Dataset rows on object pointing:
====================
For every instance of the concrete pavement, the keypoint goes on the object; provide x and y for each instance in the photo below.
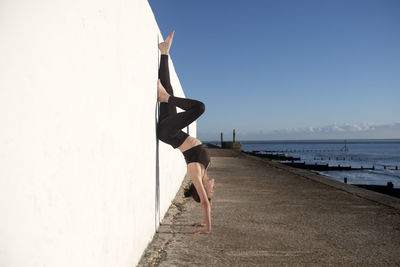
(268, 214)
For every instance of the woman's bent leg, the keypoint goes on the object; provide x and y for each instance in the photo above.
(166, 109)
(180, 120)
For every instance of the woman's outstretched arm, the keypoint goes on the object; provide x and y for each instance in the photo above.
(195, 171)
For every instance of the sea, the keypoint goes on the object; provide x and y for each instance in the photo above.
(382, 154)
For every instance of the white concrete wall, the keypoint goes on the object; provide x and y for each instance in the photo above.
(83, 179)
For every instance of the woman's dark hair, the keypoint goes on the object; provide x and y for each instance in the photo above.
(191, 191)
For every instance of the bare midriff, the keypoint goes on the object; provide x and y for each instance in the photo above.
(189, 143)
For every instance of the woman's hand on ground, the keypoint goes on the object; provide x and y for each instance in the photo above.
(201, 231)
(197, 224)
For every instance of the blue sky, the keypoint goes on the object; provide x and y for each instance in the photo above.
(288, 69)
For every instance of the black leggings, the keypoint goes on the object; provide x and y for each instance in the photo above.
(171, 122)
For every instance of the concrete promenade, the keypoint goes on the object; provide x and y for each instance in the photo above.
(268, 214)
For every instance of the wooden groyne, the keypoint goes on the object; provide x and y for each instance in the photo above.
(324, 167)
(276, 156)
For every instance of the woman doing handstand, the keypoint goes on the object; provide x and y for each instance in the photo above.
(170, 131)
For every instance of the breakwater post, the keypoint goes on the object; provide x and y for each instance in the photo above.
(233, 144)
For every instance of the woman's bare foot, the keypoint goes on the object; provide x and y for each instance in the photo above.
(162, 95)
(166, 45)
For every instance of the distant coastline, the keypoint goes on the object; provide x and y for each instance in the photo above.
(317, 141)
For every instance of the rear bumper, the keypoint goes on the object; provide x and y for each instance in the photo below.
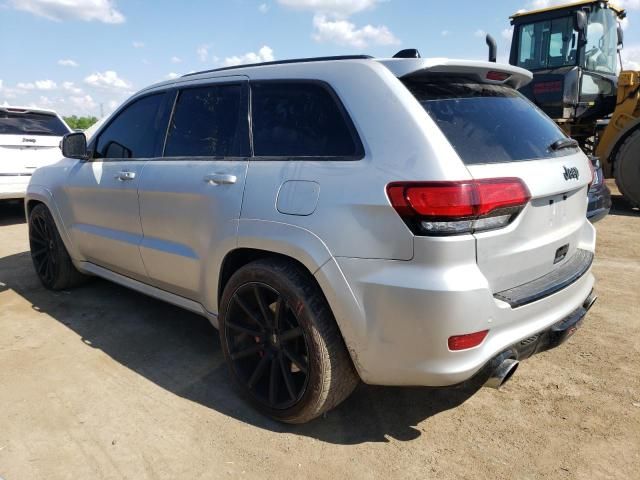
(552, 337)
(599, 202)
(397, 316)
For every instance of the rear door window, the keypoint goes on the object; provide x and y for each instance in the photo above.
(210, 121)
(137, 131)
(489, 123)
(31, 123)
(301, 119)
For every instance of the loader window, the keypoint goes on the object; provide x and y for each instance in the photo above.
(547, 44)
(602, 42)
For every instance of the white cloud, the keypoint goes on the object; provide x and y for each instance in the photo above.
(107, 80)
(203, 52)
(265, 54)
(45, 84)
(337, 8)
(84, 104)
(344, 32)
(71, 87)
(67, 63)
(37, 85)
(86, 10)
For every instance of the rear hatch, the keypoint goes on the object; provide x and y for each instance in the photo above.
(499, 134)
(28, 140)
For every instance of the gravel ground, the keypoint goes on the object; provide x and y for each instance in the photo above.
(102, 382)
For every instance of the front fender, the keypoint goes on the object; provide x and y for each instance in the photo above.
(41, 194)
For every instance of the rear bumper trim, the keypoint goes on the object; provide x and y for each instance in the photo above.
(550, 283)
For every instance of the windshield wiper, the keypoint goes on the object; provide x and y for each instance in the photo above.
(563, 143)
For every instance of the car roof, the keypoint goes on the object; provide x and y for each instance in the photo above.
(20, 109)
(400, 67)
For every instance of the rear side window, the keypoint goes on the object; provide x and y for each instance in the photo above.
(31, 123)
(209, 122)
(489, 123)
(136, 132)
(301, 119)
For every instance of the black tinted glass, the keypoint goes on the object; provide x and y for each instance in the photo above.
(13, 123)
(299, 120)
(136, 131)
(209, 121)
(489, 123)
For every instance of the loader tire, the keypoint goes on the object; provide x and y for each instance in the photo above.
(627, 168)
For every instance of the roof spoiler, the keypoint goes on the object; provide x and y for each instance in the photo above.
(481, 72)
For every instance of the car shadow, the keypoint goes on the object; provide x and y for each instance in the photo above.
(11, 212)
(620, 206)
(180, 352)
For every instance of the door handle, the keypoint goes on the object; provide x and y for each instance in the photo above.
(125, 175)
(220, 179)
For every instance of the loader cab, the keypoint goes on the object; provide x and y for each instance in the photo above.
(572, 51)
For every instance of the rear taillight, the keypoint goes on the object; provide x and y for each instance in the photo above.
(594, 173)
(452, 208)
(469, 340)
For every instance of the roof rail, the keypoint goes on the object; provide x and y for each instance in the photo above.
(283, 62)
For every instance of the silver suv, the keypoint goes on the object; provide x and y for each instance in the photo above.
(395, 221)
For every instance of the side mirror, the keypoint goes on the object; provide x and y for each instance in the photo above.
(580, 21)
(620, 37)
(74, 145)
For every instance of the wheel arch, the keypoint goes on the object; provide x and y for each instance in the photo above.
(40, 195)
(261, 239)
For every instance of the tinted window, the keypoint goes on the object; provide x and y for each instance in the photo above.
(489, 123)
(136, 132)
(209, 121)
(12, 123)
(300, 120)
====================
Stated goal:
Convert the stretch from the line containing "For every instance of the wheel" through the end of the rows into a numbered list, omitting any blank lines.

Response to the task:
1. For every instance of the wheel arch, the keypoint goes on the object; provide x and y for each instance in the photo above.
2. (40, 195)
3. (261, 239)
4. For every instance of the tinted window, the keypoint goes on the object; provide x and y for each instance in the photo above.
5. (489, 123)
6. (136, 132)
7. (209, 121)
8. (12, 123)
9. (300, 120)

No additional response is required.